*Assignment*
Return each line of the records holding the string "baseball".

*Supplied information*
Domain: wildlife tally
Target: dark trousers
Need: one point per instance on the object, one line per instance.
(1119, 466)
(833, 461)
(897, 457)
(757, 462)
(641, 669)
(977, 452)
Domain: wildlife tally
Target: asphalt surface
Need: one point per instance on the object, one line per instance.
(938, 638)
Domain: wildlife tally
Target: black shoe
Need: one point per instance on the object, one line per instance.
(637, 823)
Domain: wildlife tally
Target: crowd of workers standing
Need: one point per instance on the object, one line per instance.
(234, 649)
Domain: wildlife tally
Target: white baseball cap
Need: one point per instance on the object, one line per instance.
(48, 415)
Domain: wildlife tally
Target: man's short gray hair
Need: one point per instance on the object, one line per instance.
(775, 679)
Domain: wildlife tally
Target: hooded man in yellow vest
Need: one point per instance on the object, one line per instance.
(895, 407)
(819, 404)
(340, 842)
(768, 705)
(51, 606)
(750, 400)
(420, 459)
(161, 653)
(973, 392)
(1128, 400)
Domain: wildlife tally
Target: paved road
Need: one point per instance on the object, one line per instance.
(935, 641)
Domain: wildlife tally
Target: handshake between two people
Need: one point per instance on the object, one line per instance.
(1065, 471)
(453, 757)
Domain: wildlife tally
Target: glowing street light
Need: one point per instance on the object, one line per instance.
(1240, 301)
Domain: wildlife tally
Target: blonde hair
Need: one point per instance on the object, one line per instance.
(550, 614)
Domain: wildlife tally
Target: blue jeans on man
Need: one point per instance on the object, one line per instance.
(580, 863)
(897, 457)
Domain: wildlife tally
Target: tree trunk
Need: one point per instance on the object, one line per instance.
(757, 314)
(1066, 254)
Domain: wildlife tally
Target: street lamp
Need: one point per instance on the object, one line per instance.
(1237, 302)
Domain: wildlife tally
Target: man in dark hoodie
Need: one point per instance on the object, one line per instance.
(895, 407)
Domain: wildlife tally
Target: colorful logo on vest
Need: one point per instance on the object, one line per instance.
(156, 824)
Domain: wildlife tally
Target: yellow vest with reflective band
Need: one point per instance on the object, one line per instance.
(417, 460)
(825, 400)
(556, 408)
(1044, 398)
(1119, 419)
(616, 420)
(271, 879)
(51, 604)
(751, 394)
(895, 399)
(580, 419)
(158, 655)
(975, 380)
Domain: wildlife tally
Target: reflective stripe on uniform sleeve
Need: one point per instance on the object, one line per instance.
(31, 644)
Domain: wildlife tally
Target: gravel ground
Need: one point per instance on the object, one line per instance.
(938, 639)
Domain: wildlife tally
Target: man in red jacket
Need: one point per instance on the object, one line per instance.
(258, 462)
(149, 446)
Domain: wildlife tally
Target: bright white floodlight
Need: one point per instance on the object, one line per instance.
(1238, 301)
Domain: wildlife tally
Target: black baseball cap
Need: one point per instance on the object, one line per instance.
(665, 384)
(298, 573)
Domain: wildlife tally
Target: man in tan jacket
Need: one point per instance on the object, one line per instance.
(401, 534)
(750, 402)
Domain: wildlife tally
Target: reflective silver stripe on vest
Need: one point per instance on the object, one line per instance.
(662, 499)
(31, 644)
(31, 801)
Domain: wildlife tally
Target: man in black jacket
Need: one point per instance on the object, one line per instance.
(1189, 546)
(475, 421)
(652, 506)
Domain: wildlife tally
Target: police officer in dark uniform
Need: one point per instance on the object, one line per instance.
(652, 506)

--

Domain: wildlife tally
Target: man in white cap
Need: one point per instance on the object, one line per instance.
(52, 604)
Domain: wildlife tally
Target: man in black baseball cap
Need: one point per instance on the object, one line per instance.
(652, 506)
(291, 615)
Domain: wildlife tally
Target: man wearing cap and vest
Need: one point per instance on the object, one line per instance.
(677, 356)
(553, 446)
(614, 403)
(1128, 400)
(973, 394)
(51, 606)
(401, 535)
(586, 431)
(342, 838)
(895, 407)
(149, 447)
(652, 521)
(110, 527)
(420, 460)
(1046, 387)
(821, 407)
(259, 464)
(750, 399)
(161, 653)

--

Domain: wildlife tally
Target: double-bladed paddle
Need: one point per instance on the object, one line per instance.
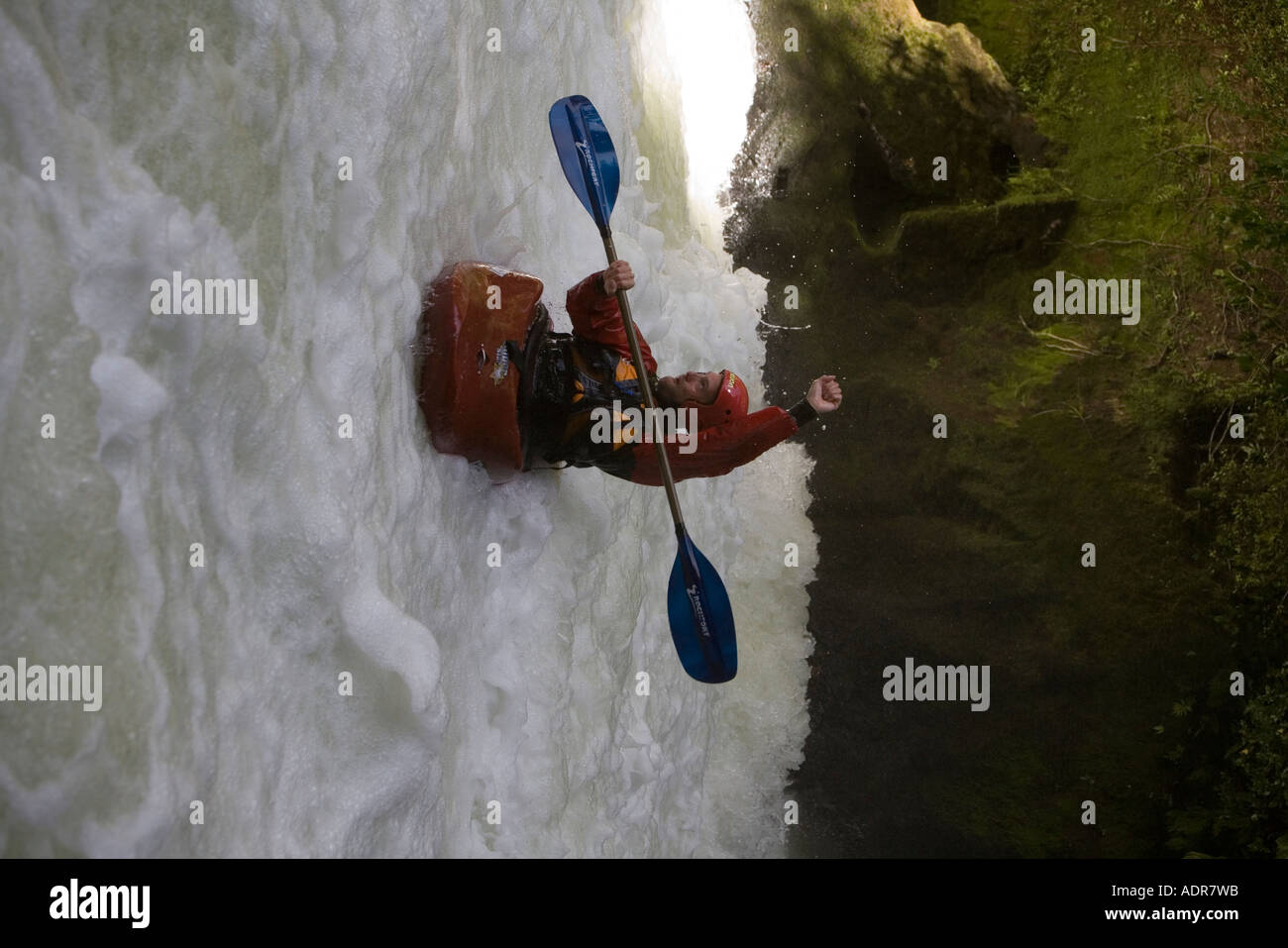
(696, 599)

*Answer box*
Target: white baseball cap
Target: black baseball cap
Target: man in black baseball cap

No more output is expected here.